##### 本文抜粋 #####

【概要】
前回説明したように、英語で述語を含むパートの要(かなめ)は動詞です。
英語では、動詞だけが「述語」になれるからです。
ところがこの動詞、とても厄介者なんですね。
様々な要素に影響されて形を変えるからなんです。
主語によって形を変えたり、時制といって時の概念によっても形を変えたり。
動詞が影響を受ける要素に「態(たい)」というものもあります。
態とは要は、
主語が「能動的に」何かを行うのか?
あるいは
主語が「受動的に」「第三者に」何かをされてしまうのか?
どちらで表現しますか?というものが「態」です。
基本英文法のフレームワークにも整理しましたが、述語を含むパートでまずおさえるべきは、動詞の他に、態(たい)と時制です。動詞を考えるにあたって、同時に考慮しなければならない要素です。
<基本英文法のフレームワーク>
今日は「態」と、それによってどのように動詞が形を変えるのか、を見ていきましょう。
態の2種類
上で話したように、「態」には2種類あります。
- ①主語が、能動的に何かをやるのか?
- ②主語が、受動的に何かをやられるのか?
の2種類です。
- ①を能動態
- ②を受動態
といいます。
通常、英語の動詞は、主語が能動的に何を実施することを前提にしています。
例:I read books.
と言えば、主語である「私」が「能動的に」本を読む、という意味で、誰かに読まれているわけではありません。
このように英語の動詞は、主語が主体的に何かをすることを前提としているので、能動態を作るのはそれ程難しくはありません。主語の後に動詞を置けば、普通に能動態ができてしまうからです。
となると、問題は「受動態」をどう作るか?です。
受動態(受け身)の作り方:be動詞+動詞の過去分詞(+by 名詞)
受動態のことをよく「受け身の文」といったりします。
誰かに何かをやられてしまう・されてしまうから、意味が受け身的なんですね。
英語で受け身の文を作る時の型は決まっていて、
主語(名詞1)+be動詞+一般動詞の過去分詞+by 名詞2
となっています。
byは前置詞で、ここでは「~によって」という意味です。
前置詞は後ろに必ず名詞を置くというルールですから、byの後には必ず名詞(または名詞の仲間)がきます。
例えば、上の例1
I read books. (私は本を読みます)

##### 提供資料 #####

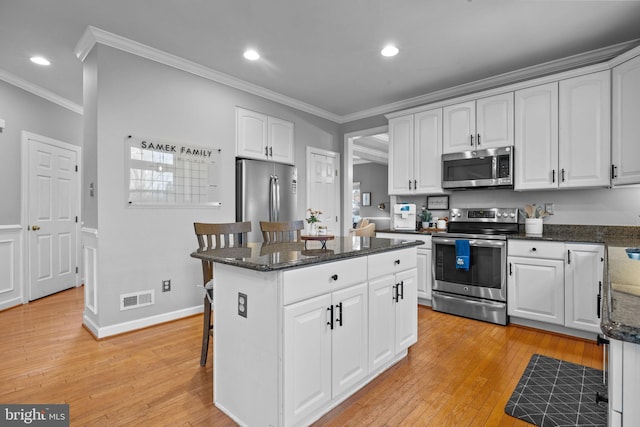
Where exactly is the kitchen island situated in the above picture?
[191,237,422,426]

#####
##### 提供資料 #####

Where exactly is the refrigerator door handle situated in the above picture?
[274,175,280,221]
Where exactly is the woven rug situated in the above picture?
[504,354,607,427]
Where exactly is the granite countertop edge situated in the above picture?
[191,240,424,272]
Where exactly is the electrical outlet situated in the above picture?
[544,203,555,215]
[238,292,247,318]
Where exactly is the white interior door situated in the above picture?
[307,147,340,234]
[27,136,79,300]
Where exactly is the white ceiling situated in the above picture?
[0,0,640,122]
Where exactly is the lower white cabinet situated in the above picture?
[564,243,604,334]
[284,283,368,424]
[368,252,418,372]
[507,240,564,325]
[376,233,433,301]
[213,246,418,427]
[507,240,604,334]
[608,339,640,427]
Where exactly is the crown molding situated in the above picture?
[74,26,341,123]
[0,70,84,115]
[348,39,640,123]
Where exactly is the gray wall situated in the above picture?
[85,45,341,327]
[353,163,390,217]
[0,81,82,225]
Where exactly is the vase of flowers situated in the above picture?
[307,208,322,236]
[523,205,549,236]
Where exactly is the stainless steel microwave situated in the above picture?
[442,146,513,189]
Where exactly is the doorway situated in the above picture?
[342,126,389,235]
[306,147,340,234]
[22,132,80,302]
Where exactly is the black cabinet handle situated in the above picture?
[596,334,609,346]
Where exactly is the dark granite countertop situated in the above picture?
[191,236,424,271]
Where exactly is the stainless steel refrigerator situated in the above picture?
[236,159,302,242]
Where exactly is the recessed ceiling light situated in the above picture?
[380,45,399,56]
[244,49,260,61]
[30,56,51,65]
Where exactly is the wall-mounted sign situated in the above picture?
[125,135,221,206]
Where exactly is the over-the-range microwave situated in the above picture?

#####
##### 提供資料 #####

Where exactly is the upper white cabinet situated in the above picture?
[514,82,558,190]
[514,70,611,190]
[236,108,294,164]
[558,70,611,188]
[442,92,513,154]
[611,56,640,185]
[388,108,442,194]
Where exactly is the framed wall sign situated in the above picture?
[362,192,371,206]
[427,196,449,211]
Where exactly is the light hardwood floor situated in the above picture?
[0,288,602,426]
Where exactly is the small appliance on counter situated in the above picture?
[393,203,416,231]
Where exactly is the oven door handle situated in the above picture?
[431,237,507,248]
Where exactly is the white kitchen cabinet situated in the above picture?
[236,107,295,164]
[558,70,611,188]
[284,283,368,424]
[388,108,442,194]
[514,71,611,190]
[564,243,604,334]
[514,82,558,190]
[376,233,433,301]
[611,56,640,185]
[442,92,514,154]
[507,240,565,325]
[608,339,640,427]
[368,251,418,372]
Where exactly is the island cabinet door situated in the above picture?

#####

### 課題
本文抜粋では、受け身の文に使われる前置詞byはどういう意味だと説明されていますか？ エントリーはこの作業には関係しません。

### 解答
「~によって」という意味です。